REQUEST 1: Could you copy, word for word, the stretch of the Fidelity International passage from "Fidelity International Ltd, or" through "private employee-owned company."?

SOURCE TEXT:
┌──

Fidelity International Ltd, or FIL for short, is a company that provides investment management services including mutual funds, pension management and fund platforms to private and institutional investors. Fidelity International was originally established in 1969 as the international investment subsidiary of Fidelity Investments in Boston before being spun out as an independent business in 1980. Since then, it has continued to operate as a private employee-owned company.

History 
It was established in 1969  as an international investment subsidiary of Fidelity Management & Research, before becoming an independent business in 1980. Today, Fidelity International handles investments for clients in Europe, Canada, EMEA and Asia, while the US-based Fidelity Management and Research handles investments for clients in the USA.

In the same year that it was established, an office was opened in Tokyo, followed by London in 1973, Hong Kong in 1981 and Taipei in 1986. In 1990 the first Continental European office was opened in Amsterdam, when a number of Luxembourg funds for Continental Europe and Asia were launched. Expansion has continued, with Fidelity opening an office in India in 2001 and in China in 2004.

In 2012, chief investment officer Dominic Rossi expressed support for a UK government plan to allow shareholders to veto bonus deals for boardroom members in companies, using what The Guardian called "unusually confrontational language for a major investor more accustomed to operating behind the scenes". Rossi has since campaigned to get UK long-term incentive plans extended from three years to five.

└──

Point placement listing:
┌──

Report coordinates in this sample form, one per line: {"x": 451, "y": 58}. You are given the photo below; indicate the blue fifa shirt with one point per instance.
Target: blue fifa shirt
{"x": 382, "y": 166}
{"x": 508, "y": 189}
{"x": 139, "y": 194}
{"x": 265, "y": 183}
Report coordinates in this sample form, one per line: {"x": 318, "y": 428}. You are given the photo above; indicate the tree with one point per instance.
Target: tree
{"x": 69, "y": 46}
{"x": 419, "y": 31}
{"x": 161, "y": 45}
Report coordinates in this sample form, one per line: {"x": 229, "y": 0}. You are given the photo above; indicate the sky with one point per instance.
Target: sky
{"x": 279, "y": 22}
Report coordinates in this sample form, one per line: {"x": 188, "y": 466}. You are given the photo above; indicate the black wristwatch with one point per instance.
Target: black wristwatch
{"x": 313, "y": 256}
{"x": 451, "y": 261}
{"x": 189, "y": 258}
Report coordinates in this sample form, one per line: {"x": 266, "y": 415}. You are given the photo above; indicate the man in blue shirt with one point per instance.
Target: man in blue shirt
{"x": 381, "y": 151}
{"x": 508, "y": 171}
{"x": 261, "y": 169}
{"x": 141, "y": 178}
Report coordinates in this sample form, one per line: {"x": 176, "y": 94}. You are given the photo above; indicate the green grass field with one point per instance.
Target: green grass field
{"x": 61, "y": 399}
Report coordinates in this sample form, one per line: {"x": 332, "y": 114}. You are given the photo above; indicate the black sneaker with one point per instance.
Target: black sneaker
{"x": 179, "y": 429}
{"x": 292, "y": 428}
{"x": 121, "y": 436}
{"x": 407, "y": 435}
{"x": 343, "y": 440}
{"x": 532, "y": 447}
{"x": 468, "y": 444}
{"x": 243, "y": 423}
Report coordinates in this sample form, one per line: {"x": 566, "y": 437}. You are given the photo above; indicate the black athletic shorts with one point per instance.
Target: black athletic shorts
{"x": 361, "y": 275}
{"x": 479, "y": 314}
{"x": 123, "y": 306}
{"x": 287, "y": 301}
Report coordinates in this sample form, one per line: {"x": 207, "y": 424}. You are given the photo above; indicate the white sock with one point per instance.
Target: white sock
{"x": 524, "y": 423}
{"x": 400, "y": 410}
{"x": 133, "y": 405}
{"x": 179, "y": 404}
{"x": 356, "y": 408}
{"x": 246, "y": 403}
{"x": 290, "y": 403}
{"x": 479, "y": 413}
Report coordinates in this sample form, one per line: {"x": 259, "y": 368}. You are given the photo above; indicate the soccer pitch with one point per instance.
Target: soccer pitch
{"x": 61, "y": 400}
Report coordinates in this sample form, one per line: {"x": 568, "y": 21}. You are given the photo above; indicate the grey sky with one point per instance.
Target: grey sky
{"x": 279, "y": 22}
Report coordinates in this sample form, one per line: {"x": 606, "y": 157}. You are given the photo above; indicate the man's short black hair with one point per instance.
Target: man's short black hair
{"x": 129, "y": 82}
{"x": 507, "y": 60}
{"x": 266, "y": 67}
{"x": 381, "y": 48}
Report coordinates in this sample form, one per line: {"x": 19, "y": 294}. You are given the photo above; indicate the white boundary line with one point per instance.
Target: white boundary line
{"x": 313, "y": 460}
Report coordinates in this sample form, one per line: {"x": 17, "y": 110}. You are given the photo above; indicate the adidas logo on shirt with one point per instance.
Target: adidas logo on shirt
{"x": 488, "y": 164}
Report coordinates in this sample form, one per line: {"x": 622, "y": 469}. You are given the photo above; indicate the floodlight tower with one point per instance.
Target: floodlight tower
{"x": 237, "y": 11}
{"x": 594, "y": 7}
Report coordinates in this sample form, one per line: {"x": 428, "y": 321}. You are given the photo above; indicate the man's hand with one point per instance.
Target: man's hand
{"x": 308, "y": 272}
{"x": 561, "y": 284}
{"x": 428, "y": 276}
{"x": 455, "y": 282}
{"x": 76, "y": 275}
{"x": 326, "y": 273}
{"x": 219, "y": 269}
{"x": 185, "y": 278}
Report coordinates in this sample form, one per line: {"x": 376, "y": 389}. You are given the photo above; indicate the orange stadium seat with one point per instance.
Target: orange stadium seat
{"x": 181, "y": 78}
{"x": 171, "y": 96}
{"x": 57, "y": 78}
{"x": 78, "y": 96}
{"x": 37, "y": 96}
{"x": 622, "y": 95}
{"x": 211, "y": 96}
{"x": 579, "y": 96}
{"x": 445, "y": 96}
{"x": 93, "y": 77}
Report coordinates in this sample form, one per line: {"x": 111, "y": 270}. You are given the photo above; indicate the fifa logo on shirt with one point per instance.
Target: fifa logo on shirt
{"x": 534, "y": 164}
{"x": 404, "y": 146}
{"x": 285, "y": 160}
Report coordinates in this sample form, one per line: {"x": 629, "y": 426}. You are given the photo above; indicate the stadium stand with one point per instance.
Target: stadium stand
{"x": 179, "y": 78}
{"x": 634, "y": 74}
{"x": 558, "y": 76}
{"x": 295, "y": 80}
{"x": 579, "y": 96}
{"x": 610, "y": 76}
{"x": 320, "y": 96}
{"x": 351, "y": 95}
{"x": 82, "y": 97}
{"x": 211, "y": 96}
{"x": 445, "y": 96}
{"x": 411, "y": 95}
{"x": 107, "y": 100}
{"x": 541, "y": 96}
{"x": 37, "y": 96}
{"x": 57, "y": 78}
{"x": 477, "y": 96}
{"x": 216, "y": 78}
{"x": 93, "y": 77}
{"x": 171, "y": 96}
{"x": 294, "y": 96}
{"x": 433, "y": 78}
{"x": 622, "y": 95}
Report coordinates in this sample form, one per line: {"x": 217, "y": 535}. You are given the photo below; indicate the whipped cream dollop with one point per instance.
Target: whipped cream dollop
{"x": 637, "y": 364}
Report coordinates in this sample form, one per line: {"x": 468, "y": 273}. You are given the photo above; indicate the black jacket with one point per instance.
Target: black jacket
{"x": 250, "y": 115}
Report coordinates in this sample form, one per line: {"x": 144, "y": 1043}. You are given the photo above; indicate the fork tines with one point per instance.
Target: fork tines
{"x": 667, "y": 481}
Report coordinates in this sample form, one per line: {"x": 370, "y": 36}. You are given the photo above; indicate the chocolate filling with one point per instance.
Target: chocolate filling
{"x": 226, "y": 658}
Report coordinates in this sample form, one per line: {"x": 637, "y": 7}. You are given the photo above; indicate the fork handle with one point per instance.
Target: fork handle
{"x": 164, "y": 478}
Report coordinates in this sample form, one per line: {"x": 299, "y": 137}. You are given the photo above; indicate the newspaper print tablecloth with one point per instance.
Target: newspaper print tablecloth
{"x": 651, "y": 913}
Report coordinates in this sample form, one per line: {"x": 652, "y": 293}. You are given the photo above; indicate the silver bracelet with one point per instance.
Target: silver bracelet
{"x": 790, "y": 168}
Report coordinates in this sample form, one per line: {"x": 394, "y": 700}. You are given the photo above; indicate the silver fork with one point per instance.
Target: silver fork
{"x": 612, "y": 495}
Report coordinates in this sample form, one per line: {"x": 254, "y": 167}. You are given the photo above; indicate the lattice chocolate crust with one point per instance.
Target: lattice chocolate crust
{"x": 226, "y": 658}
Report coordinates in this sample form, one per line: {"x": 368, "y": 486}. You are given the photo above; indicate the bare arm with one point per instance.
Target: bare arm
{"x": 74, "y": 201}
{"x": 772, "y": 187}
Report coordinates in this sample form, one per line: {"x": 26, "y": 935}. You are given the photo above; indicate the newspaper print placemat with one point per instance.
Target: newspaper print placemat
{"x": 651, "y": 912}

└──

REQUEST 2: Can you update the stretch of the listing from the line containing "arm with one point per instance." through the end of the listing, putting "table mat" wherever "placemat" appears and changing nothing else? Return only those lines.

EXPECTED ANSWER 1:
Fidelity International Ltd, or FIL for short, is a company that provides investment management services including mutual funds, pension management and fund platforms to private and institutional investors. Fidelity International was originally established in 1969 as the international investment subsidiary of Fidelity Investments in Boston before being spun out as an independent business in 1980. Since then, it has continued to operate as a private employee-owned company.

EXPECTED ANSWER 2:
Report coordinates in this sample form, one per line: {"x": 368, "y": 486}. You are given the photo above; indicate the bare arm with one point per instance.
Target: bare arm
{"x": 74, "y": 201}
{"x": 772, "y": 187}
Report coordinates in this sample form, one per line: {"x": 26, "y": 935}. You are given the photo above; indicate the newspaper print table mat with one point per instance.
Target: newspaper print table mat
{"x": 651, "y": 912}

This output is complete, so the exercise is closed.